Entries taken from a collection
····················
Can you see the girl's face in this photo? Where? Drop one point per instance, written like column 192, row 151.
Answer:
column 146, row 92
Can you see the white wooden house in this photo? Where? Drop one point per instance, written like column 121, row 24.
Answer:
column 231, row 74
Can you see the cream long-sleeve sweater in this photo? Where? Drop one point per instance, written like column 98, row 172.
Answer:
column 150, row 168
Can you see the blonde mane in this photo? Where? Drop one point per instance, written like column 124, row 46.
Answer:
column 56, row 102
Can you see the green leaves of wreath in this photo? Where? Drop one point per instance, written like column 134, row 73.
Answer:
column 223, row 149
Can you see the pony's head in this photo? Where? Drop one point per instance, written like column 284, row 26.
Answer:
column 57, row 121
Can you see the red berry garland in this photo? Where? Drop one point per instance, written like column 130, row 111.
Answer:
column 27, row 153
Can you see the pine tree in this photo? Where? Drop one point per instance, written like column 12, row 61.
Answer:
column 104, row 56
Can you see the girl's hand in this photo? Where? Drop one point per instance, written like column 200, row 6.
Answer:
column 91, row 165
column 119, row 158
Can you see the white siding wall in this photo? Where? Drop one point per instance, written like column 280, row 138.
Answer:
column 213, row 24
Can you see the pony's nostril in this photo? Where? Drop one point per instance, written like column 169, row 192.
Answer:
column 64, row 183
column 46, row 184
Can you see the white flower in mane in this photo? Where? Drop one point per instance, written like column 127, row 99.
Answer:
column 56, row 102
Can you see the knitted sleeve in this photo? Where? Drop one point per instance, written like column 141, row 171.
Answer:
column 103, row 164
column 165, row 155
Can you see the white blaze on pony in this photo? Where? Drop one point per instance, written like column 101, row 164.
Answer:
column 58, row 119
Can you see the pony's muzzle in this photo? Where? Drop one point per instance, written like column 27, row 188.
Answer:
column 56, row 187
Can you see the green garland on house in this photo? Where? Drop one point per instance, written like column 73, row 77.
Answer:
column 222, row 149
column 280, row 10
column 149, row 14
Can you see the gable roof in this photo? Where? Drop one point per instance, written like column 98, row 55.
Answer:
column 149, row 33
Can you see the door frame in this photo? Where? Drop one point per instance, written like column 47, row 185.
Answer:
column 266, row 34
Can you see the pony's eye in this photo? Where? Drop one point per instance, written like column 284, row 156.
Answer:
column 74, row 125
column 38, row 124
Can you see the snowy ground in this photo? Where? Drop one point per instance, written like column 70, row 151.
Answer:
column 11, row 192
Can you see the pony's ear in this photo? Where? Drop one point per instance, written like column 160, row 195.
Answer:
····················
What is required:
Copy out all the records exactly.

Response to the task:
Can you see the girl's face in this photo? Where? Drop one point per instance, written like column 192, row 151.
Answer:
column 146, row 92
Can you see the white wooden house in this photo? Where? Drop one point per instance, written like column 121, row 24.
Answer:
column 231, row 74
Can you see the cream long-sleeve sweater in this photo? Where? Drop one point per instance, written like column 98, row 172.
Answer:
column 150, row 168
Can you see the blonde mane in this photo? Where? Drop one point per instance, written like column 124, row 46.
Answer:
column 56, row 102
Can you see the green leaves of wreath in this photo? Where? Drop one point per instance, written like column 134, row 73.
Answer:
column 223, row 149
Can you see the pony's head in this photo? Where? Drop one point per instance, written like column 284, row 26.
Answer:
column 57, row 121
Can you see the red berry garland in this photo? Where? Drop one point per instance, written like column 130, row 111.
Answer:
column 27, row 153
Can you see the pine tree in this photo? Where? Drop one point per instance, written like column 12, row 61.
Answer:
column 104, row 56
Can you see the girl's hand in this photo? Where? Drop one point per instance, written like column 200, row 6.
Answer:
column 91, row 165
column 119, row 158
Can you see the white siding wall in this photo? Where? Drop one point per instance, written like column 280, row 138.
Answer:
column 213, row 24
Can you see the pony's nostril in this photo? Where? Drop one point per instance, written like column 169, row 192.
Answer:
column 64, row 183
column 46, row 184
Can you see the white flower in mane in this photo? Where? Drop one point per instance, written like column 127, row 99.
Answer:
column 56, row 102
Can you see the knitted sleeve in this photo? Where? Drop one point per instance, written like column 141, row 171.
Answer:
column 103, row 164
column 165, row 155
Can you see the white blaze on pony in this photo? Where? Drop one point per instance, written like column 101, row 164.
Answer:
column 58, row 119
Can you see the pony's muzzle in this photo? Where? Drop one point per instance, written like column 27, row 188.
Answer:
column 56, row 187
Can you see the green garland on house in this photo? Where? Drop one point per instance, written like column 73, row 77.
Answer:
column 222, row 149
column 280, row 10
column 149, row 14
Can you see the gable roof in this photo? Where? Drop one point per instance, written like column 98, row 55.
Answer:
column 149, row 33
Can you see the door frame in this photo? Where? Drop one point per instance, written like column 47, row 185.
Answer:
column 266, row 34
Can you see the pony's eye in this photo? Where? Drop one point per instance, written like column 284, row 156.
Answer:
column 74, row 125
column 38, row 124
Can you see the snowy ground in this photo? Where? Drop one point per instance, written like column 70, row 151.
Answer:
column 11, row 192
Can you see the pony's ear in this photo? Where? Drop one point per instance, written like column 160, row 195.
Answer:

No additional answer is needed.